* [Short problem]
Update everything from the line containing "As a warehouse robot's perception module, locate black" down to the line containing "48, 72, 161, 155" by replacing "black hair" with "dark hair", leaving all else unchanged. Return only those lines.

----- Data excerpts -----

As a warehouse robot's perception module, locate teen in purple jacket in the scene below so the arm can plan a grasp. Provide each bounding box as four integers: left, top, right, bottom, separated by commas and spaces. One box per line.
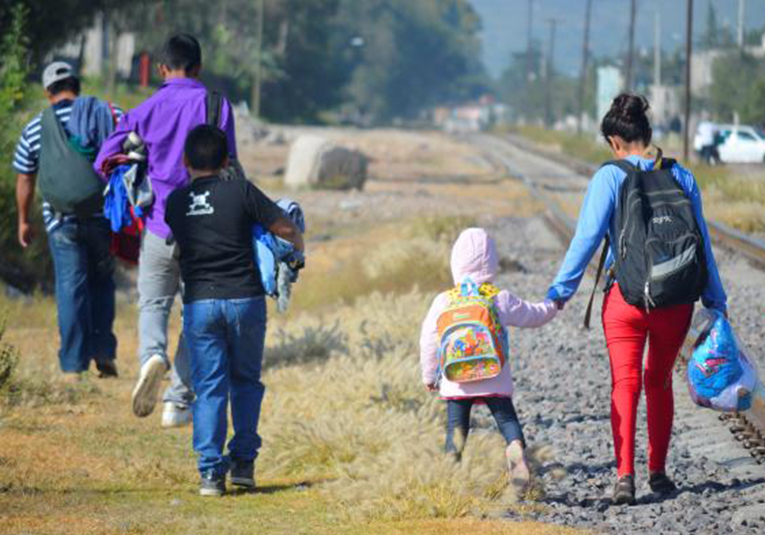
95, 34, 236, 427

-----
----- Data excerpts -----

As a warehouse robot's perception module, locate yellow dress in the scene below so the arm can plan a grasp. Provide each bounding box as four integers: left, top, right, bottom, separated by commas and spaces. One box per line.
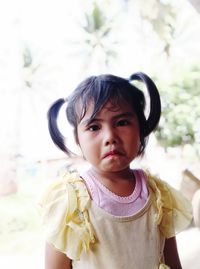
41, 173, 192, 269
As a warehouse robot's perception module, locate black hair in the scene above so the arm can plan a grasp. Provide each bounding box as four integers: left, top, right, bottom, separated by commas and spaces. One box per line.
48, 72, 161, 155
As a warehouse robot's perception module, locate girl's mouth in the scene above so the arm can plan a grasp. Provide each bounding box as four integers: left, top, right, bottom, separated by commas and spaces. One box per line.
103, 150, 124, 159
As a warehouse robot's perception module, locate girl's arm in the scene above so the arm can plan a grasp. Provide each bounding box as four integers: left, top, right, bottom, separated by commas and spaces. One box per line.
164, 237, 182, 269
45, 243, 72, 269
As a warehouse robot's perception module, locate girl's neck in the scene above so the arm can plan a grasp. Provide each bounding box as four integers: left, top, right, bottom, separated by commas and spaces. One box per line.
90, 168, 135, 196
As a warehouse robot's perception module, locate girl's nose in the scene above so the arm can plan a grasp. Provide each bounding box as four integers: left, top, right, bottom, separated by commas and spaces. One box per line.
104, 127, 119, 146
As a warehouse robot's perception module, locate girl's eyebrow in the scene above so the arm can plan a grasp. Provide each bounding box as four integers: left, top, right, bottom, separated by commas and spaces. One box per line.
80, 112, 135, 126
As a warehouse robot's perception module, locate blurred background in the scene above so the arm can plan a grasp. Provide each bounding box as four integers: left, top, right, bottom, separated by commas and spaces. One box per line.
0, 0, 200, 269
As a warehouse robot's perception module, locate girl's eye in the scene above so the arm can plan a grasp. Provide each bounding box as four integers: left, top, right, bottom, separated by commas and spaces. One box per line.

-----

* [Task solution]
As a warehouse robot's perception module, locate dark hair in the scene above so the arm can plan a grasp. Provide each bounding box as four integers: left, top, right, bottom, separated by commas and spaces. One box per line.
48, 72, 161, 155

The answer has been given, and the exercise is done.